◆ DOCUMENT PASSAGE:
■ ■ ■ ■
Bill Gates said, “We genuinely believe that the National Economic Council (NEC) and the decisions that you will make over the next four years will determine whether Nigeria has sound economic growth, keeps its citizens happy and achieves the sustainable development goals.”
In his remarks, the chairman of NGF, Alhaji Abdulraman Abdulrasaq and other governors who spoke at the parley lauded the philanthropic interventions of Dangote and Bill & Melinda Gates Foundations in critical areas including healthcare, education, agriculture and human capital development. The governors expressed readiness to further collaborate with the Dangote and Gates Foundations in the coming years.
At the event, Vice President Kashim Shettima said, “We are going to address the concerns that surround the financing of our primary healthcare system in the country.”
He said polio is one of the major primary healthcare challenges in the country and disclosed that “the proposal is to provide timely domestic financing for the procurement of vaccines, which couldn’t have come sooner, to boosting our industrial capacity to produce vaccines.”
While acknowledging the threats facing Nigeria in the area of polio, he averred that Nigeria’s three dose pentavalent vaccine coverage has improved from 33 percent in 2016 to 57 percent in 2021.
He stated further that “the variant polio virus has declined in Nigeria by 84 percent from 2021, falling to fewer than 200 cases in 2022. He therefore commended the states that have achieved high category immunization coverage, which is between 60% and 80% of the target demographic and the number of states has expanded from 12 to 21 states in five years.”
■ ■ ■ ■
◆ INFORMATION SHOWN:
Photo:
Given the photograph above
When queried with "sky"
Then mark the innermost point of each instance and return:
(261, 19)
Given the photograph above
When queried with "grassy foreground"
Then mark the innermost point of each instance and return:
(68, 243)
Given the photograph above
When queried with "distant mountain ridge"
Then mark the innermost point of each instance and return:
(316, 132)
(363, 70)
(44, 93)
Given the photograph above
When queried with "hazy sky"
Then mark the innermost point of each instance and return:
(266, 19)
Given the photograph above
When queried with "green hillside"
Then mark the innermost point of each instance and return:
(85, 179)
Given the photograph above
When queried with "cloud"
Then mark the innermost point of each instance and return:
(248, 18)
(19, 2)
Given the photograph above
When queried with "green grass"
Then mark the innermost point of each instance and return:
■ ■ ■ ■
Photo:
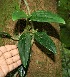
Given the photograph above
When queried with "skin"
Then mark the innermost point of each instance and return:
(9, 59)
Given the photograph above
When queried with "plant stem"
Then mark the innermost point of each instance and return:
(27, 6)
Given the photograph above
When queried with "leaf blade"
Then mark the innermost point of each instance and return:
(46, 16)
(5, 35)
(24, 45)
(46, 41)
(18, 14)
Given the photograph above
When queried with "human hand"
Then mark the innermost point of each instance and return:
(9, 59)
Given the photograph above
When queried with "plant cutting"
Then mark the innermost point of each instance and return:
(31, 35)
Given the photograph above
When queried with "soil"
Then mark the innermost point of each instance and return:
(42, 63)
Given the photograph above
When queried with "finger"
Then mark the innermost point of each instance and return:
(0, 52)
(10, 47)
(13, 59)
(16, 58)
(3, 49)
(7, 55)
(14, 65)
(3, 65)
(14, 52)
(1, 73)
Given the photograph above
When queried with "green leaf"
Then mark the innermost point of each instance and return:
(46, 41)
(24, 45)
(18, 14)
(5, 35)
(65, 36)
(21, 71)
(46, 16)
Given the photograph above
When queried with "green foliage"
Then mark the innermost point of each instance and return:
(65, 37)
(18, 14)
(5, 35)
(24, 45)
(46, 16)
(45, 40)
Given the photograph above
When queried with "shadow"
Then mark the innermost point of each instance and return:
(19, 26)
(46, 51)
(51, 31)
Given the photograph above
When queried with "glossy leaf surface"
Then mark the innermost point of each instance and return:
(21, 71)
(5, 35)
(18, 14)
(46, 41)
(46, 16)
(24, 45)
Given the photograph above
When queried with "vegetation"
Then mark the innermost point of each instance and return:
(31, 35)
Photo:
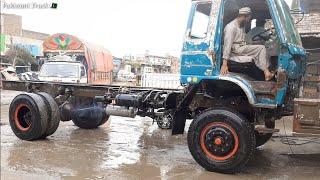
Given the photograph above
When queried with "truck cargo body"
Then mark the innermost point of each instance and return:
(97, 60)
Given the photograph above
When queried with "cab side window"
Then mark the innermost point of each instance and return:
■ ■ ■ ■
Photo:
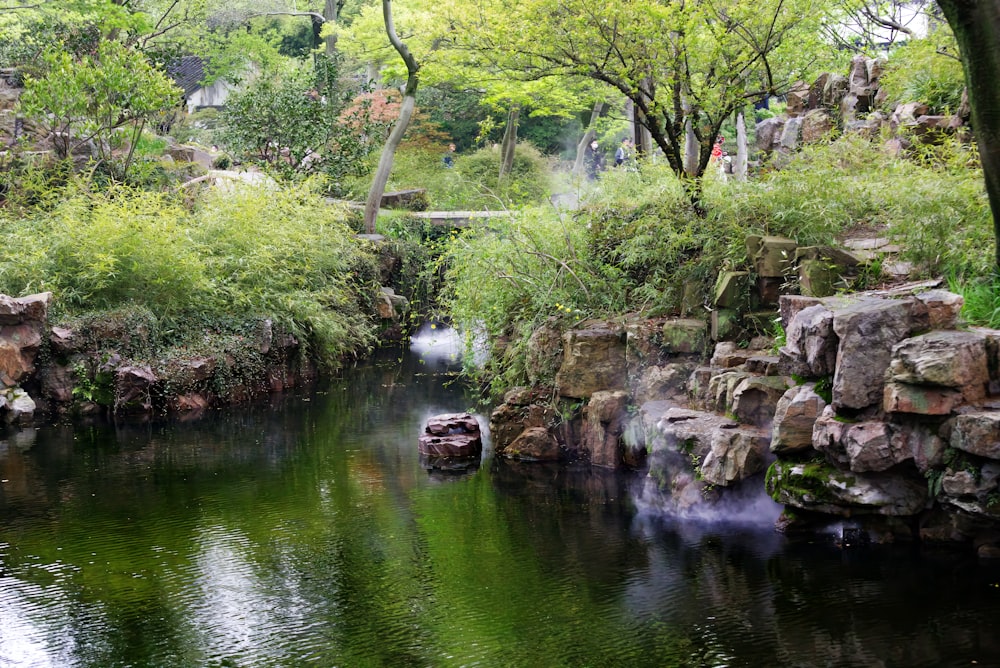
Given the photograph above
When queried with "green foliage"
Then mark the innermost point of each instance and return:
■ ■ ■ ■
Continue the passage on Nigeria's primary healthcare financing and polio vaccination, starting after its last sentence.

Giving further assurance, he said, “The federal government and our respective state governments are going to put in place a transparent process and structure to undo the reality of the country as one with one of the highest proportions of non-immunized infants in the world over the last decade.”
Shettima stressed that the federal government is “committed to eradicating variant poliovirus by the end of the year ensuring that every Nigerian child is covered in the routine immunization campaigns.”
On the issue of production of vaccines for immunisation of children, he assured that “we are going to work together to ensure that these vaccines are made available even to zero-dose children, of which ours, at 2 million, are the highest in the world after India.”
The vice president expressed the appreciation of the federal government to partners such as Dangote Foundation and Bill Gates Foundation, whose empathy shone through that uncertain period in our history.